======== Document extract
Arthur James Hillman (19 July 1884 – 27 April 1922) was an Australian civil engineer who worked for the Public Works Department of Western Australia. He served with the Australian Army during World War I and spent most of his service tunnelling under the front line trenches in France. When he returned to Perth after the war, he resumed working for the Public Works Department. Hillman worked on water supply projects including being executive engineer on the Lower Bickley Brook Reservoir. Hillman died in 1922 as a result of an ongoing medical issue, which was caused by being gassed during WWI.

==Family==
Arthur Hillman was the son of banker and volunteer soldier Major Alfred James Hillman (1841–1884) and his wife Elizabeth Deborah Hillman née Brockman.

Hillman was the grandson of the pioneering surveyor, Alfred Hillman (1807–1883), whose work included exploring and surveying Albany Highway. Alfred had come to the Swan River Colony in 1831 as a Colonial Draftsman.

== Early years ==
Hillman attended Perth Boys School and later Melbourne Church of England Grammar School. In 1896, he was awarded the Witherby Scholarship at Melbourne Grammar. He became the dux of Melbourne Grammar after he enrolled in 1901.

Hillman commenced work with the Public Works Department as an engineering cadet in 1902, and received training at the Fremantle Technical College followed by Melbourne University. On 24 January 1911, he married Helene Elizabeth Merry at All Saints Church in Belmont, New South Wales.

In 1913, Hillman worked as a resident engineer at Geraldton Water Supply. In 1914, he was admitted into the Institution of Civil Engineers as an associate member.

== World War I ==

In 1915, when applying for a commission, Hillman was employed as an assistant engineer in the Perth District Water Supply Department. In May 1916, he was appointed as Captain of His Majesty's Australian Transport (HMAT) A69 with 1,118 members of the 4th, 5th and 6th Tunneling Companies on board. They began their journey from Fremantle to Plymouth, England on 1 June 1916.

The group arrived in Plymouth on 8 July 1916, where the men underwent further training. Hillman, along with some of the men on board Warilda, travelled to France in August 1916. Hillman was taken on as strength of the 3rd Australian Tunnelling Company, Supernumerary to Establishment, on 25 September 1916. He was then taken on as strength of the 3rd Tunnelling Company on 1 June 1917. During their time on the Western Front, the 3rd Tunnelling Company was allocated to the British First Army. They were employed by the British in the Wytschaete, Fromelles, Laventie, Fauquissart, Lens, Loos, Arras, Givenchy, Vermelles and Le Tilleloy sectors.
================
======== Extracted entries
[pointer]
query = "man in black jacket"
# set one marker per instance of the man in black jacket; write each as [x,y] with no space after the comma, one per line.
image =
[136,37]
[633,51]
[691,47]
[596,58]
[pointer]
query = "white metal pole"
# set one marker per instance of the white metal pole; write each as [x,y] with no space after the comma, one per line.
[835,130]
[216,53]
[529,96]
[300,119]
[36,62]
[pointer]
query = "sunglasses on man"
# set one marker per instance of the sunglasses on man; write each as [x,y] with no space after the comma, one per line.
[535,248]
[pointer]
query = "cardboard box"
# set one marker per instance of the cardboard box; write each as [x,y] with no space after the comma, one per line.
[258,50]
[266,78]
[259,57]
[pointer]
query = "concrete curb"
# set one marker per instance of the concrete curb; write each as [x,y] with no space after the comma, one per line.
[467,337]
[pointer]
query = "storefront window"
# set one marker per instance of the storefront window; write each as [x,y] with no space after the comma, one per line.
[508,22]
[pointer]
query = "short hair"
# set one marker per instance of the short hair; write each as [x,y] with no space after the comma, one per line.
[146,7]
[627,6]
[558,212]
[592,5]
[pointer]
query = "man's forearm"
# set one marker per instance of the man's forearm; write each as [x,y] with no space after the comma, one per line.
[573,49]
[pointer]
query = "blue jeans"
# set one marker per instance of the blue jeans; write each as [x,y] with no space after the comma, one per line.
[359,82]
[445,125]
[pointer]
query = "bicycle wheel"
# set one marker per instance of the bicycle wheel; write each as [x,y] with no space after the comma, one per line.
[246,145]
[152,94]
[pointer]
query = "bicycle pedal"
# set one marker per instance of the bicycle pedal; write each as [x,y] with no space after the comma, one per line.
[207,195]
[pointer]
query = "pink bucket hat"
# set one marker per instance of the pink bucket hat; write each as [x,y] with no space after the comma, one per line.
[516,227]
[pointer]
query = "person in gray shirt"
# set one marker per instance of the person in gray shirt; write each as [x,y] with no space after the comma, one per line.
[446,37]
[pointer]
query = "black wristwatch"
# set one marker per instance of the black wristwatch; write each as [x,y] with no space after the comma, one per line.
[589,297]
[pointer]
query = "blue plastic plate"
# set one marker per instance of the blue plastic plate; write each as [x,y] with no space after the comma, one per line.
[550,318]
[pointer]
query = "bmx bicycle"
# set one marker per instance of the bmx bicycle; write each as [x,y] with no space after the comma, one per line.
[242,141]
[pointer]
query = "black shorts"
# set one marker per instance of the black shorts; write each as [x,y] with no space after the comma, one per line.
================
→ Problem details: Pick up the Arthur James Hillman biography after its final sentence and continue writing it. The records are separate material, unrelated to the Arthur James Hillman biography.

→ Response area:
Hillman was marched out of the 3rd Tunneling Company on 6 February 1919, for repatriation to Australia. However, on 13 February 1919, he was given command of the 2nd Tunneling Company. Two weeks later, on 21 February 1919, he marched out to England for demobilization, returning to Australia on Sardinia, which departed from London on 19 April 1919.

On 3 June 1918, the award of the Military Cross to Captain Arthur James Hillman for gallant and distinguished service in the field was published in the London Gazette.

== Post-war ==
Hillman was admitted to the convocation of the University of Western Australia by the Senate on 20 October 1919.

He was a strong supporter of the Institution of Engineers, being elected to the Perth Division Committee in 1921, and was a founding associate member of the Western Australia Institution of Engineers.

In 1921, he was the executive engineer for the construction of the Lower Bickley Brook Reservoir. One year later, he started working as the assistant engineer in the Mount Hawthorn Reservoir.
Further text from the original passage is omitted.